Stored entries

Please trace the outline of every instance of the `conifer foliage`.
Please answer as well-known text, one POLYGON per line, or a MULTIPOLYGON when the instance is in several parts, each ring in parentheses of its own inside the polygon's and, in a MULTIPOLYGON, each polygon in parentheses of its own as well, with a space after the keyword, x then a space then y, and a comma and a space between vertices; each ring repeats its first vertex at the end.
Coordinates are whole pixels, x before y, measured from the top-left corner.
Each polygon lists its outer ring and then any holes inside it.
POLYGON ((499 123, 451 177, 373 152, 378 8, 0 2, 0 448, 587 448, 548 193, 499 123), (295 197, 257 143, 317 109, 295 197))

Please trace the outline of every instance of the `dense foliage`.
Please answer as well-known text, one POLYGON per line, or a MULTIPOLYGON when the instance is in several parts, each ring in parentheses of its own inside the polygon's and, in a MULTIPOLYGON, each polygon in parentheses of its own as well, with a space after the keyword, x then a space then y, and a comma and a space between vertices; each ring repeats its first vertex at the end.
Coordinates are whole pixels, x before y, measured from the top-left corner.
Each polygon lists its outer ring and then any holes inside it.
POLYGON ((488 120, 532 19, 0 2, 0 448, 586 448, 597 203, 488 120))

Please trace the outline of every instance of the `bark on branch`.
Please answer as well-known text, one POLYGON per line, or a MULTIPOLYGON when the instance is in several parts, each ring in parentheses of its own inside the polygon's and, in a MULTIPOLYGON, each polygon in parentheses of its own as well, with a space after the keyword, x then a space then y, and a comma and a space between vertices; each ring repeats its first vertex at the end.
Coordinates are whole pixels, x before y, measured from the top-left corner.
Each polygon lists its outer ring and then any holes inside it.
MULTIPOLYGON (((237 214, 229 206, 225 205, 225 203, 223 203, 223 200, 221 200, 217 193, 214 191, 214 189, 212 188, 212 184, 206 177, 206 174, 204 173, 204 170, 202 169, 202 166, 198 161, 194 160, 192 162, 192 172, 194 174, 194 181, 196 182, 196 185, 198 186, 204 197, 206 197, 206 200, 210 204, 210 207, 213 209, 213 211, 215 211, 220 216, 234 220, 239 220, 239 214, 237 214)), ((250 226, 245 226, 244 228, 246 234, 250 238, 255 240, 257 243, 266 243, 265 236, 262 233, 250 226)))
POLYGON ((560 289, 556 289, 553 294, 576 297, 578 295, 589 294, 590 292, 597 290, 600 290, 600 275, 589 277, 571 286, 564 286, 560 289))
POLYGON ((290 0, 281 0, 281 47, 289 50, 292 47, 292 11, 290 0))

* _WHAT THIS TASK INVOLVES_
Please quote every record above exactly as it appears.

* _ANSWER BOX_
Please trace the outline of every instance of the `conifer foliage`.
Please answer as well-known text, one POLYGON per line, or a MULTIPOLYGON when the instance is in several parts, each ring in parentheses of its own inside the polygon's and, in a MULTIPOLYGON, each polygon in parentheses of its own as well, with a space after the keyword, x then a space then y, and a comma and a space between vertices; each ring repeats its first vertex at the end.
Coordinates are whole pixels, x before y, measured from the top-left corner.
Each polygon lists its outer ring and then any holes inside it.
POLYGON ((499 123, 451 177, 373 152, 378 8, 0 2, 0 448, 587 448, 548 193, 499 123), (295 197, 257 143, 317 109, 295 197))

Please trace the outline of every instance of the `dense foliage`.
Please answer as well-known text, one POLYGON per line, or a MULTIPOLYGON when the instance is in several parts, each ring in parentheses of its own inside the polygon's and, in a MULTIPOLYGON, each polygon in parentheses of its own as well, with a space after the keyword, x then a space then y, and a comma and a space between vertices; each ring repeats its first vertex at the end.
Coordinates are whole pixels, x before y, measured from the top-left corner.
Each polygon lists its outer ring and then any holes inside it.
POLYGON ((488 120, 532 19, 0 2, 0 448, 586 448, 597 203, 488 120))

Please trace the outline of every instance of the `bark on branch`.
Please answer as well-known text, one POLYGON per line, or a MULTIPOLYGON when the instance is in several parts, each ring in parentheses of its own inside the polygon's and, in a MULTIPOLYGON, each polygon in parentheses of its own as well, with a space after the keyword, x then a space then y, and a comma and a space between vertices; each ring repeats its first vertex at the end.
Coordinates are whole pixels, x before y, measured from the top-left corner.
Each polygon lists its outer ring and then any holes inside it.
MULTIPOLYGON (((237 214, 229 206, 225 205, 225 203, 223 203, 223 200, 221 200, 217 193, 214 191, 214 189, 212 188, 212 184, 206 177, 206 174, 204 173, 204 170, 202 169, 202 166, 198 161, 194 160, 192 162, 192 172, 194 174, 194 181, 196 182, 196 185, 198 186, 204 197, 206 197, 206 200, 210 204, 210 207, 213 209, 213 211, 215 211, 220 216, 234 220, 239 220, 239 214, 237 214)), ((250 226, 245 226, 244 228, 246 234, 250 238, 255 240, 257 243, 266 243, 265 236, 262 233, 250 226)))
POLYGON ((560 289, 556 289, 553 294, 576 297, 578 295, 589 294, 590 292, 597 290, 600 290, 600 275, 589 277, 571 286, 564 286, 560 289))
POLYGON ((290 0, 281 0, 281 47, 289 50, 292 47, 292 11, 290 0))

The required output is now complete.